● Required work:
**1.** Translate this sentence from the news report on Pfizer's Cork plants into Spanish: "Pfizer said at the time that it wanted to sell off both the plants as “going concerns”."
**2.** In the news report on Pfizer's Cork plants, how many people are employed at the Loughbeg plant?
**3.** Pick up the news report on Pfizer's Cork plants after its last sentence and write the next part.

● Reading text:

↓↓↓

Pfizer ‘hopeful’ of selling plants

PHARMACEUTICAL giant Pfizer said yesterday that it is very hopeful of being able to sell off two of its Cork plants, with the result of little or no job losses among 480 staff.

A company spokeswoman confirmed it is in talks with “a number of parties which have indicated an active interest” in the plants at Loughbeg and Dunkettle/Little Island.

In February 2007, Pfizer made the shock announcement it was to undertake some rationalisation due to overcapacity.

The company had chosen to close its operations at Loughbeg, where 300 are employed, and at Dunkettle/Little Island, which employs a further 180.

This was to be done on a phased basis — from the end of 2008 and into 2009 — if buyers could not be found for the two plants. The closures were to streamline Pfizer operations.

Pfizer said at the time that it wanted to sell off both the plants as “going concerns”.

“We are continuing to actively market the sites and a number of parties have indicated an active interest. We cannot say at this stage who they are because of commercial sensitivity,” said a Pfizer spokeswoman.

↑↑↑

● Given data:
↓↓↓

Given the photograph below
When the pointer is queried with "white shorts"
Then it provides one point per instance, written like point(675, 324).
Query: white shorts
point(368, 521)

↑↑↑

● Answers in order:
**1.** Pfizer dijo en ese momento que quería vender ambas plantas como «empresas en funcionamiento».

**2.** 300

**3.**
She added in the past, Pfizer had completed a number of successful sell-offs of some of its plants in the USA and Europe and the company remained “determined” to sell both the Loughbeg and Dunkettle/Little Island plants as going concerns, thus doing its best to preserve the jobs of its workforce.

Negotiations are ongoing, but it is understood that one way or another Pfizer will have to make a decision on the future of both plants before the end of the summer. “We are very focused on trying to find buyers for the plants,” added the spokeswoman.

When the news was originally broken, a number of employees at the plants were not overly concerned, believing that even in the worst case scenario they would be able to find alternative employment with the US-owned biopharmaceutical giant, Amgen.

However, it now seems increasingly unlikely that company will be able to fulfil its promise to create 1,100 jobs at Carrigtwohill.